### Set exercise
From the summary of the paper on prompt tuning with rules, copy out the passage from "Motivation & Objective" up to and including "via logic-rule-based sub-prompts.".

### Extract provided
☆ ☆ ☆ ☆ ☆

Xu Han, Weilin Zhao|arXiv (Cornell University)|May 24, 2021
Topic Modeling36 references27 citations
TL;DR

PTR introduces a rules-based prompt-tuning framework for many-class text classification, combining sub-prompts with logic rules to encode prior knowledge and improve performance on relation classification benchmarks.

ABSTRACT

Fine-tuned pre-trained language models (PLMs) have achieved awesome performance on almost all NLP tasks. By using additional prompts to fine-tune PLMs, we can further stimulate the rich knowledge distributed in PLMs to better serve downstream tasks. Prompt tuning has achieved promising results on some few-class classification tasks such as sentiment classification and natural language inference. However, manually designing lots of language prompts is cumbersome and fallible. For those auto-generated prompts, it is also expensive and time-consuming to verify their effectiveness in non-few-shot scenarios. Hence, it is still challenging for prompt tuning to address many-class classification tasks. To this end, we propose prompt tuning with rules (PTR) for many-class text classification and apply logic rules to construct prompts with several sub-prompts. In this way, PTR is able to encode prior knowledge of each class into prompt tuning. We conduct experiments on relation classification, a typical and complicated many-class classification task, and the results show that PTR can significantly and consistently outperform existing state-of-the-art baselines. This indicates that PTR is a promising approach to take advantage of both human prior knowledge and PLMs for those complicated classification tasks.

Motivation & Objective

  • Motivate prompt tuning for many-class classification tasks where manual prompts are hard to design.
  • Propose a PTR framework that encodes prior knowledge via logic-rule-based sub-prompts.
  • Show that composing sub-prompts with conjunctions yields effective task-specific prompts.

☆ ☆ ☆ ☆ ☆

### Data records
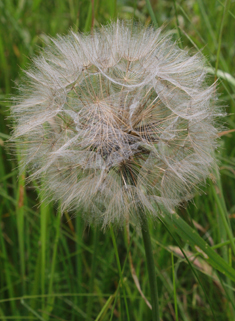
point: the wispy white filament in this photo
(117, 120)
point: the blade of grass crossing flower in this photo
(177, 23)
(225, 11)
(120, 271)
(111, 8)
(174, 285)
(152, 15)
(189, 235)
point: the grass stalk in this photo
(92, 276)
(151, 268)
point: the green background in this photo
(54, 268)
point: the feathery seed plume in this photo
(115, 121)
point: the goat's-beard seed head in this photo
(117, 121)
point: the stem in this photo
(151, 268)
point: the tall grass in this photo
(52, 268)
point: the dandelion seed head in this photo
(115, 121)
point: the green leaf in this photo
(177, 225)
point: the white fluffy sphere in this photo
(117, 121)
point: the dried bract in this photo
(116, 121)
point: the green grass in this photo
(53, 268)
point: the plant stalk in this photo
(151, 268)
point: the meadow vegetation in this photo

☆ ☆ ☆ ☆ ☆

### Written answer
Motivation & Objective

  • Motivate prompt tuning for many-class classification tasks where manual prompts are hard to design.
  • Propose a PTR framework that encodes prior knowledge via logic-rule-based sub-prompts.